#### WRITTEN PROBLEM 1:
Output the following passage on table-of-contents extraction in full, with no changes.

#### GIVEN PASSAGE:
--- begin ---
The difference is that in the title detection participants were asked to classify each line of the
document as "Title" or "Not Title". There were two datasets – English and French documents,
thus there were potentially more than one winners. Let’s briefly list the winner’s approaches:

    • The best solution [9] for title detection in the FinTOC 2019 was based on the LSTM.
    • The best solution [10] for the TOC extraction task in the FinTOC 2019 was based on the
      decision tree classifier.
    • The Best Title Detection for English in FinTOC 2020 was based on the neural net-
      works [11].
    • The Best TOC extraction for both English and French was based on Random Forest
      classifier [12].
    • At the moment of writing the paper, the winner of the FinTOC-2021 has not published
      the solution yet.

   The approach, used in the Docreader project is based on the XGBoost classifier [13] and
described in [14].
   We can conclude that most modern approaches to TOC extraction are based on machine
learning methods and, accordingly, require a labeled dataset.

2.2. Labeling Systems
Depending on the specific labeling problem one can rely on crowdsourcing or do the job in-team.
Each approach has advantages and disadvantages. Crowdsourcing allows the creation of large
datasets with the assistance of external (and often working for the little money) annotators.
--- end ---
#### MATERIAL TO PROCESS:
--- begin ---
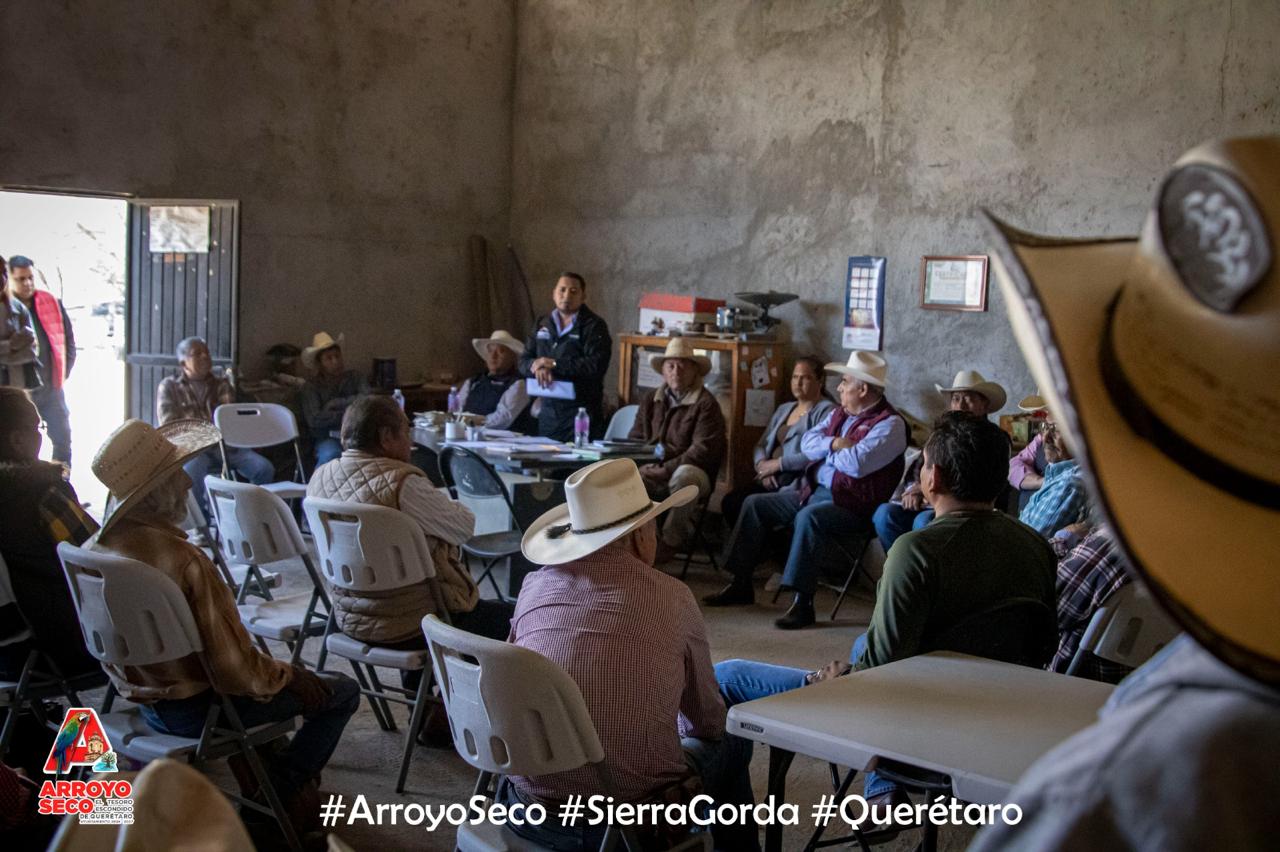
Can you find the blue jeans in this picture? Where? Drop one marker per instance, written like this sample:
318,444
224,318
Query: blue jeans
891,521
743,681
824,536
311,746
--- end ---
#### WRITTEN PROBLEM 2:
Rescale the listing above by reproducing all of its lines, requests included, with every marker coordinate in the answers multiplied by 2.45 and rounded to a whole number, halves rounded up. Leave the pictures out of the answer.

#### RESPONSE 1:
The difference is that in the title detection participants were asked to classify each line of the
document as "Title" or "Not Title". There were two datasets – English and French documents,
thus there were potentially more than one winners. Let’s briefly list the winner’s approaches:

    • The best solution [9] for title detection in the FinTOC 2019 was based on the LSTM.
    • The best solution [10] for the TOC extraction task in the FinTOC 2019 was based on the
      decision tree classifier.
    • The Best Title Detection for English in FinTOC 2020 was based on the neural net-
      works [11].
    • The Best TOC extraction for both English and French was based on Random Forest
      classifier [12].
    • At the moment of writing the paper, the winner of the FinTOC-2021 has not published
      the solution yet.

   The approach, used in the Docreader project is based on the XGBoost classifier [13] and
described in [14].
   We can conclude that most modern approaches to TOC extraction are based on machine
learning methods and, accordingly, require a labeled dataset.

2.2. Labeling Systems
Depending on the specific labeling problem one can rely on crowdsourcing or do the job in-team.
Each approach has advantages and disadvantages. Crowdsourcing allows the creation of large
datasets with the assistance of external (and often working for the little money) annotators.

#### RESPONSE 2:
Can you find the blue jeans in this picture? Where? Drop one marker per instance, written like this sample:
318,444
224,318
Query: blue jeans
2183,1276
1820,1668
2019,1313
762,1828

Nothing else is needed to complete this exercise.